Start Data shown

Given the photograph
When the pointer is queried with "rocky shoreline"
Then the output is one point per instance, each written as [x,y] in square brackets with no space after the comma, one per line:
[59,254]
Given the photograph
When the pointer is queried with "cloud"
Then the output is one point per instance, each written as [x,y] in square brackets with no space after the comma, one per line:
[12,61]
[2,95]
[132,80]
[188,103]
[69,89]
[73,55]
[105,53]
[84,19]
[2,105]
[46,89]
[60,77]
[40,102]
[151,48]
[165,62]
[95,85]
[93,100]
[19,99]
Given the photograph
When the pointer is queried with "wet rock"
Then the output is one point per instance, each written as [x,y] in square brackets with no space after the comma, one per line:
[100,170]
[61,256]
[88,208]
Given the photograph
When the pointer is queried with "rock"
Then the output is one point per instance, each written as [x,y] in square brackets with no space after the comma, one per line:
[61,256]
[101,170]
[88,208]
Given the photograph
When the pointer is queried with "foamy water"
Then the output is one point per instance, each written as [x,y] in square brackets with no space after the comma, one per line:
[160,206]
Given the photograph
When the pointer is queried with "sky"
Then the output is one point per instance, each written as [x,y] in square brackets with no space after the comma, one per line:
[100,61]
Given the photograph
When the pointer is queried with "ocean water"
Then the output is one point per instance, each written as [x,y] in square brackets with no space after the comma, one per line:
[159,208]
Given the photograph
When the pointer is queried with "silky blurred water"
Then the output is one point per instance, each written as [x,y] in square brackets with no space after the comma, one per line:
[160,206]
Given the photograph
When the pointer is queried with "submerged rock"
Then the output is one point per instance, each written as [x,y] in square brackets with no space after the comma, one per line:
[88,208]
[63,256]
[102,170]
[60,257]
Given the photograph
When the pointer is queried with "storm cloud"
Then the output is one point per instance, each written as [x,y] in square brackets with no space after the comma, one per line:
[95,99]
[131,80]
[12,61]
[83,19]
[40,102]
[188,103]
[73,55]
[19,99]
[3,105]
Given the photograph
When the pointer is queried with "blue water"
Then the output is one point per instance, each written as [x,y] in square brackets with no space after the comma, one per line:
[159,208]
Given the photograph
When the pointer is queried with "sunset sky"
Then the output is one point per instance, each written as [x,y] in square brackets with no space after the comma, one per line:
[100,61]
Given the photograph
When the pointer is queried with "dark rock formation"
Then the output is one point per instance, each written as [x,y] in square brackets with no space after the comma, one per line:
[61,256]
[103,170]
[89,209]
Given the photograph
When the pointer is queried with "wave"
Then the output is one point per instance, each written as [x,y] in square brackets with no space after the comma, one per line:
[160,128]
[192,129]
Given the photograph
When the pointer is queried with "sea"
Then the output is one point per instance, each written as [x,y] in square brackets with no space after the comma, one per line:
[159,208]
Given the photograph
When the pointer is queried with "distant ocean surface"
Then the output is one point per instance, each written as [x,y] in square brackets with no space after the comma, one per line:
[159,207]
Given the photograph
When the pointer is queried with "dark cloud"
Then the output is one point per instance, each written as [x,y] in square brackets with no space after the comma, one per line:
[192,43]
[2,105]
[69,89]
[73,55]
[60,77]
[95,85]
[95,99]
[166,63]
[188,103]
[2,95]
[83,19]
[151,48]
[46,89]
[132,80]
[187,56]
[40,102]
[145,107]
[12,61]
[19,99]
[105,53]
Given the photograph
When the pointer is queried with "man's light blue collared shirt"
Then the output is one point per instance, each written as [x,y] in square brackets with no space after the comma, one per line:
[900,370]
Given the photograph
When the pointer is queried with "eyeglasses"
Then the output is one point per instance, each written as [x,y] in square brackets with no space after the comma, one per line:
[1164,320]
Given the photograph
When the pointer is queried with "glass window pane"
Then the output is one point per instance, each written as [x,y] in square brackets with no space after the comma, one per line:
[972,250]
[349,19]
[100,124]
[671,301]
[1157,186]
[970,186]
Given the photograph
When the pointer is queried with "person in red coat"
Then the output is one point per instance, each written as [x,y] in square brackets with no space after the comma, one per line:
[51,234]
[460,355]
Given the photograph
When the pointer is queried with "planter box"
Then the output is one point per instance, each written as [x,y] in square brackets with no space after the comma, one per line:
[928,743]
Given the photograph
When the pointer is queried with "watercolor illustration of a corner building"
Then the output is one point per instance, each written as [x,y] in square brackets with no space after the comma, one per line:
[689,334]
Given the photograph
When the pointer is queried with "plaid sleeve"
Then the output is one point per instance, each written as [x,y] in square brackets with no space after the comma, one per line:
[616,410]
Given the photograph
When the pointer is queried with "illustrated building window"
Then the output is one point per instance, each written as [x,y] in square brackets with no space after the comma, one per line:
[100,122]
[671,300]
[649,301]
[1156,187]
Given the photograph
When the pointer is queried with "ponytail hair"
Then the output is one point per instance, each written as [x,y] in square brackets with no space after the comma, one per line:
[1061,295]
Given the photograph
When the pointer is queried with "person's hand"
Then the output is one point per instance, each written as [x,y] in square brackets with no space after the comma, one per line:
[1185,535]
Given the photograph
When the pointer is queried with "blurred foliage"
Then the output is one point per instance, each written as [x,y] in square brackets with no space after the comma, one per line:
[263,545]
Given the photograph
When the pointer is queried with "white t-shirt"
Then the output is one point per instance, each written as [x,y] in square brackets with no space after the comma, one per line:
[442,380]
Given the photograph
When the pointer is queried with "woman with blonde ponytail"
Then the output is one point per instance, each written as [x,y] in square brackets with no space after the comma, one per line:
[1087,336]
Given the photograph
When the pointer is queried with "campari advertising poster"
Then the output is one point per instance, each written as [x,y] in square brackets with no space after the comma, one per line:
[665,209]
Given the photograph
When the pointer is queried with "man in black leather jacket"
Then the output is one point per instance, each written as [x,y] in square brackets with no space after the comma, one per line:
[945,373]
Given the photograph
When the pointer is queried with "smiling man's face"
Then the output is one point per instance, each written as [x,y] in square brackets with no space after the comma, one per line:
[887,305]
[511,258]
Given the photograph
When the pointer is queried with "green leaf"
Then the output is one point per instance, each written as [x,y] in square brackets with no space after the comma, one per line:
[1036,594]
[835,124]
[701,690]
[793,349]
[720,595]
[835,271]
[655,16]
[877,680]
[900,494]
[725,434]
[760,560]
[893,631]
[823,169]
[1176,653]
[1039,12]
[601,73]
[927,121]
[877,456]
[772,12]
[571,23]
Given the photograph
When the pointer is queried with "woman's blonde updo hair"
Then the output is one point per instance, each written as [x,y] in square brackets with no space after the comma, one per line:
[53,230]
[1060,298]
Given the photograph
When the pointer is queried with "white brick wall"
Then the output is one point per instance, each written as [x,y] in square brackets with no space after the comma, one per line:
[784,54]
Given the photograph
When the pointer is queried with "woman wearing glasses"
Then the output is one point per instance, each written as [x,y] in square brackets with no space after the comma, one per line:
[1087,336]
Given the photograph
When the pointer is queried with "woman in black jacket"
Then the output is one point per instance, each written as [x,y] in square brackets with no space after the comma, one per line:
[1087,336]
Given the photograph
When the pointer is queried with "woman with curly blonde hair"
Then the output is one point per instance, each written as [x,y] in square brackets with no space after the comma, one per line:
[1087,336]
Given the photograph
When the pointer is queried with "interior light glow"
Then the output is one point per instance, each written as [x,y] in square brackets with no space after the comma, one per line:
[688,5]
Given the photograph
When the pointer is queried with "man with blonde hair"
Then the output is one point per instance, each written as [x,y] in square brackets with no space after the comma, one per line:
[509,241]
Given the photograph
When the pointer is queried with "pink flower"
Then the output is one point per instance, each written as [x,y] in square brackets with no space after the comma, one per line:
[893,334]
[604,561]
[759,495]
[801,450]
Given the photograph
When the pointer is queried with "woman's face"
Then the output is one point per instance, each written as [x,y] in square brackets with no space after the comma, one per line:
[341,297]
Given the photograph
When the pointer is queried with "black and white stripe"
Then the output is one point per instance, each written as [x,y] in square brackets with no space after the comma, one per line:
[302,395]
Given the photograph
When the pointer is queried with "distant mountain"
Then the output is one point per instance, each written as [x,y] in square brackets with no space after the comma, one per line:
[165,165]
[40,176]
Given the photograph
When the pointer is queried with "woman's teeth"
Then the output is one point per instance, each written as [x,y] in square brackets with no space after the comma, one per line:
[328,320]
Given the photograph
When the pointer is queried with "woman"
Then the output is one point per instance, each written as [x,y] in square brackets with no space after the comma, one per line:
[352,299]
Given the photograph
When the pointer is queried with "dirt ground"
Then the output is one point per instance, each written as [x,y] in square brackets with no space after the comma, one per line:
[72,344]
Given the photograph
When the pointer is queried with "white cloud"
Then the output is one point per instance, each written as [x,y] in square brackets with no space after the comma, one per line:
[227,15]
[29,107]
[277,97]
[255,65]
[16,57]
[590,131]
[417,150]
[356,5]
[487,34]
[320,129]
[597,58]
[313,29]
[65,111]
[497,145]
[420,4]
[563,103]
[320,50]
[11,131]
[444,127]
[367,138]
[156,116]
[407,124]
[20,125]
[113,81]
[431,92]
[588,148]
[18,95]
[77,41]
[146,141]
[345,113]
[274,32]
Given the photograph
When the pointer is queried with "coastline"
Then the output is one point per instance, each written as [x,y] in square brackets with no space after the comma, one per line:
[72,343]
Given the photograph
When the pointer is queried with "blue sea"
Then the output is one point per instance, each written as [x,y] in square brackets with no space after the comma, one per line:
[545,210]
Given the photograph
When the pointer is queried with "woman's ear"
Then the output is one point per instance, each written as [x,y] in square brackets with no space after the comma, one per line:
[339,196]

End Data shown

*Stated exercise*
From the listing above, pull out every line that contains the word "shirt". Case counts.

*Result of the exercise*
When the pointer is queried with "man's light blue collared shirt"
When the pointer is queried with "white t-shirt"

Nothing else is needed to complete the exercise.